Job: Repeat all of the records verbatim.
--------
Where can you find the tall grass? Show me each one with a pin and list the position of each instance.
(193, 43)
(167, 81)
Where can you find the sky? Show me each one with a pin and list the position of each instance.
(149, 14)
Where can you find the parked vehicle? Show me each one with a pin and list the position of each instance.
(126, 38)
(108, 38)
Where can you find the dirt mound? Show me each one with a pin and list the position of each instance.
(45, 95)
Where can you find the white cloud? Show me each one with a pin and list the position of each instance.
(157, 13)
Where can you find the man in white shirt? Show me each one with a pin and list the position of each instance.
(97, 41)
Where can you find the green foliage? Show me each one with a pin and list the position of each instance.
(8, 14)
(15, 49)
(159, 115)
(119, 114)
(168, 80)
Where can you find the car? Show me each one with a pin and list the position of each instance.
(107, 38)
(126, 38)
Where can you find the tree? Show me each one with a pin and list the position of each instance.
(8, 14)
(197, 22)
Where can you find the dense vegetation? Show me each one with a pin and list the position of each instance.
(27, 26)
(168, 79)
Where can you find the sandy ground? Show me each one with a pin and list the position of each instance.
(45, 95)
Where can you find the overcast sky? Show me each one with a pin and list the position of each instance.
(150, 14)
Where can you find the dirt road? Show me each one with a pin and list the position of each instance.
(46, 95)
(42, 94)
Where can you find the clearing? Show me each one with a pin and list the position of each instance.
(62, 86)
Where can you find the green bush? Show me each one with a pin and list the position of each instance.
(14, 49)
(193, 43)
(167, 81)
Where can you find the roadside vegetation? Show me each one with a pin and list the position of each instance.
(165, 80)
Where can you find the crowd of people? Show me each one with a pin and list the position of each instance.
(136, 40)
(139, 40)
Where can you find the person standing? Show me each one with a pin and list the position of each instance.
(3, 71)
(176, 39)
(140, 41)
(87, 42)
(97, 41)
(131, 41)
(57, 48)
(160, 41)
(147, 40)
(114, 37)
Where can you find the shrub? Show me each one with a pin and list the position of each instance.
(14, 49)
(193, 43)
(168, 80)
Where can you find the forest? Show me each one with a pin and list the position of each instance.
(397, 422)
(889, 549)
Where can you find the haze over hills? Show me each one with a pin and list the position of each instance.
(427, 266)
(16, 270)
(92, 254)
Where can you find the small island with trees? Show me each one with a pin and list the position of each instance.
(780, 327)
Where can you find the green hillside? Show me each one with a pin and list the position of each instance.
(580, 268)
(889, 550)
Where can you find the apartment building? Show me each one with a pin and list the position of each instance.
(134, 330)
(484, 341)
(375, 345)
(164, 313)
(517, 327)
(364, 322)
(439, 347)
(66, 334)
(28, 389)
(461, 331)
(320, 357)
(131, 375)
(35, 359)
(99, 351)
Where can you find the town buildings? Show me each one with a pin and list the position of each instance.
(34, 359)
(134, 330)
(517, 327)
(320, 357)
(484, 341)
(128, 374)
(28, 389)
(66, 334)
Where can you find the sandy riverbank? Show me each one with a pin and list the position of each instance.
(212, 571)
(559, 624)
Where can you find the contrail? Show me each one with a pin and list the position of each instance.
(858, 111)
--------
Result for this exercise:
Where can you find the tall grass? Show me each one with a pin and list the position of each instance.
(193, 43)
(167, 81)
Where can you find the sky? Show me each one with a pin and list the position of each instance.
(149, 14)
Where can you find the parked vehicle? Show me each one with a pin and list the position of each instance.
(126, 38)
(108, 38)
Where can you find the dirt mound? Show me each one with a pin and list the position of each instance.
(45, 95)
Where can you find the white cloud? Show me each one with a pin and list the position of each instance.
(157, 13)
Where can you find the man in white shirt? Show me each one with a pin and list the position of each instance.
(97, 41)
Where can you find the green foliage? Show me each one with a pin and list the position of each instance.
(8, 14)
(15, 49)
(159, 115)
(119, 114)
(168, 80)
Where can you find the car? Show me each one with a pin and list the position of each instance.
(107, 38)
(126, 38)
Where can you find the tree? Show me each one with a pin and list the position of each instance.
(8, 14)
(197, 22)
Where can you find the dense vegetation? Show me each one with a pin and list the position of each instance.
(27, 26)
(168, 79)
Where can you find the sandy ground? Show me each one with a pin and list the position of each instance.
(45, 95)
Where can you find the overcast sky? Show me each one with a pin and list the position of each instance.
(150, 14)
Where can you find the dirt road? Show me each one with a pin and list the position of each instance.
(46, 95)
(42, 94)
Where can you find the clearing? Show me each one with a pin and list the position of each instance.
(62, 86)
Where can you find the green bush? Show me each one with a pin and list the position of each instance.
(14, 49)
(193, 43)
(167, 81)
Where can you find the roadside vegetation? Show me each one with a pin and list the position of each instance.
(165, 80)
Where can you find the crowd of people? Show me each one with a pin and list the position of each instance.
(136, 40)
(139, 40)
Where can you find the person standing? Show me each one with a pin and list the position of each instance.
(3, 71)
(176, 39)
(140, 41)
(87, 42)
(97, 41)
(131, 41)
(57, 48)
(160, 41)
(147, 40)
(114, 37)
Where can you find the shrub? Show me each one with a pin and list the position of each instance.
(14, 49)
(193, 43)
(168, 80)
Where can you find the forest? Show me each one with a pin and list the position of each instance.
(397, 422)
(889, 549)
Where can you find the haze over hills? Show me each one with a pin and list the position of each instance.
(427, 266)
(16, 270)
(92, 254)
Where can you find the small island with trees? Show me each one with a pin and list the position of each instance.
(780, 327)
Where can you find the green hillside? Show me each one with a pin and list the position of each instance.
(580, 268)
(889, 550)
Where can you find the apartment building? Show me each one with a pin and list the position of each instance.
(134, 330)
(484, 341)
(375, 345)
(164, 313)
(517, 327)
(364, 322)
(439, 347)
(66, 334)
(28, 389)
(461, 331)
(320, 357)
(131, 375)
(35, 359)
(99, 351)
Where can you find the town buildings? Show me each one with a pin and list the position of each instance.
(34, 359)
(134, 330)
(517, 327)
(320, 357)
(484, 341)
(128, 374)
(28, 389)
(66, 334)
Where can you find the sandy riverbank? Show me each one with a pin and list the position of each instance.
(212, 571)
(559, 624)
Where can you find the contrail? Show me each one with a pin and list the position of each instance.
(858, 111)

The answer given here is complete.